Find every row below that contains the word "foliage" and copy each one out in full. Case counts, so only match the word with the same capitalization.

:: Record set

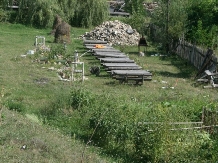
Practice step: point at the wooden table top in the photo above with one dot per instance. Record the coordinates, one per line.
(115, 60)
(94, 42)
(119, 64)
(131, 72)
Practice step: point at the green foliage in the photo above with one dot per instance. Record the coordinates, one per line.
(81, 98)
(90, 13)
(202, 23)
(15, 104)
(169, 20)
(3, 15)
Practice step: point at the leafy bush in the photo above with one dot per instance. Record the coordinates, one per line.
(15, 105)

::::
:: Record set

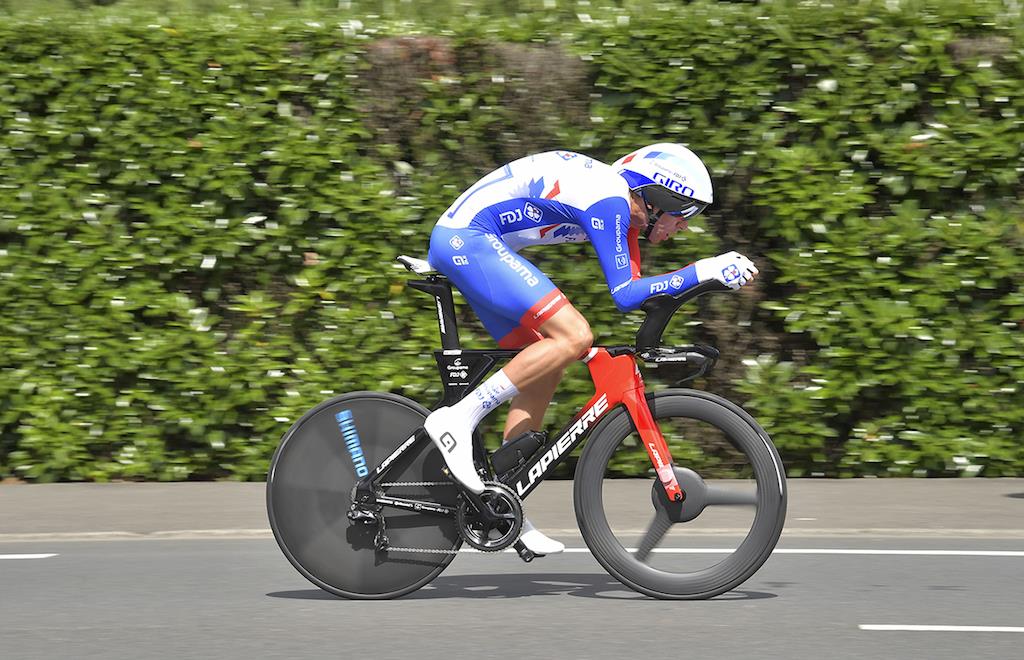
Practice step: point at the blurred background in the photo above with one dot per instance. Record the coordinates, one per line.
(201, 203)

::::
:: Record set

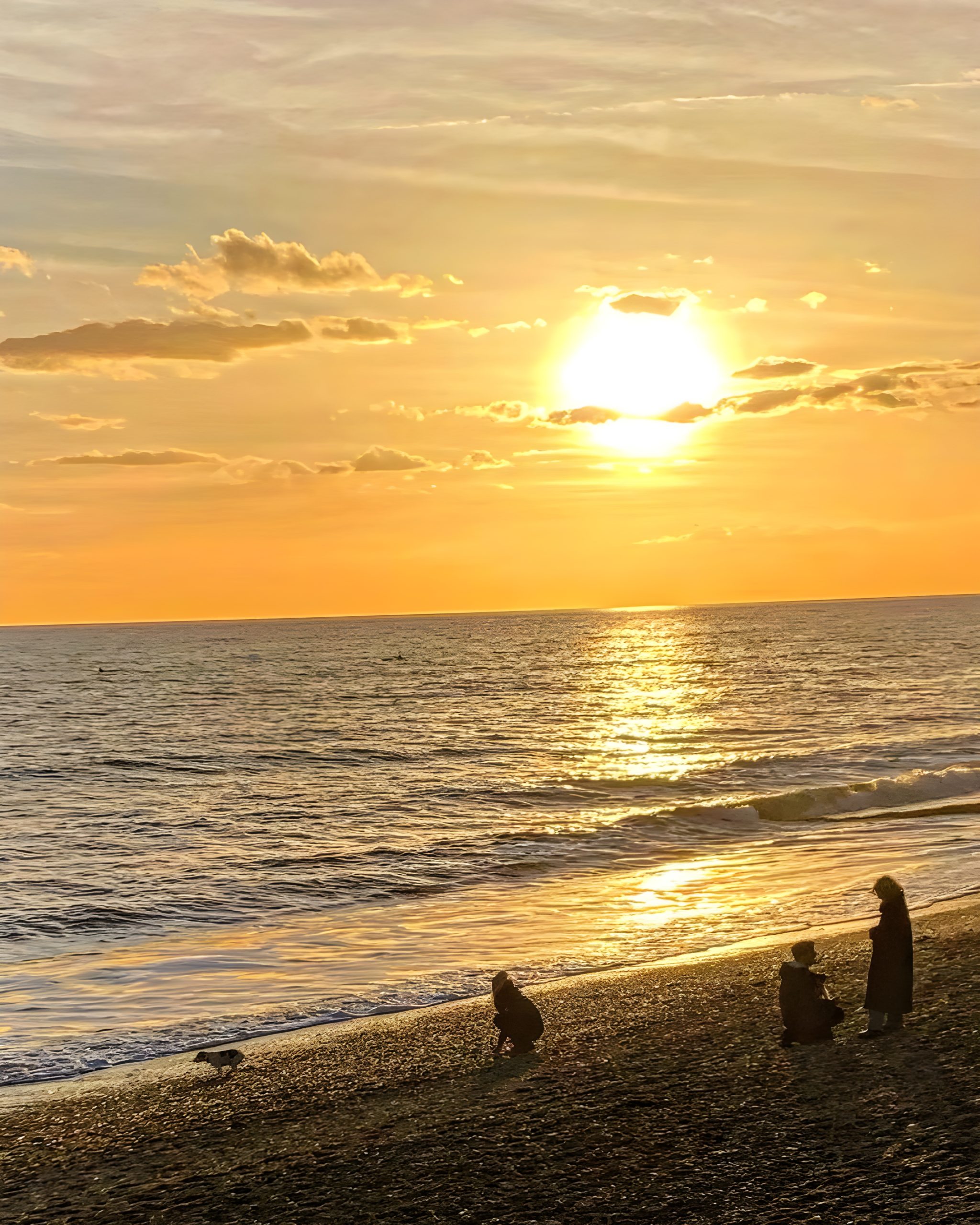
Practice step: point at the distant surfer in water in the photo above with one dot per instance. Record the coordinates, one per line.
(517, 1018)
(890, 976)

::::

Exercise solution ::
Practice step: point at the green foliage in the photo above with one dot per instance. Record the coordinates, one per line.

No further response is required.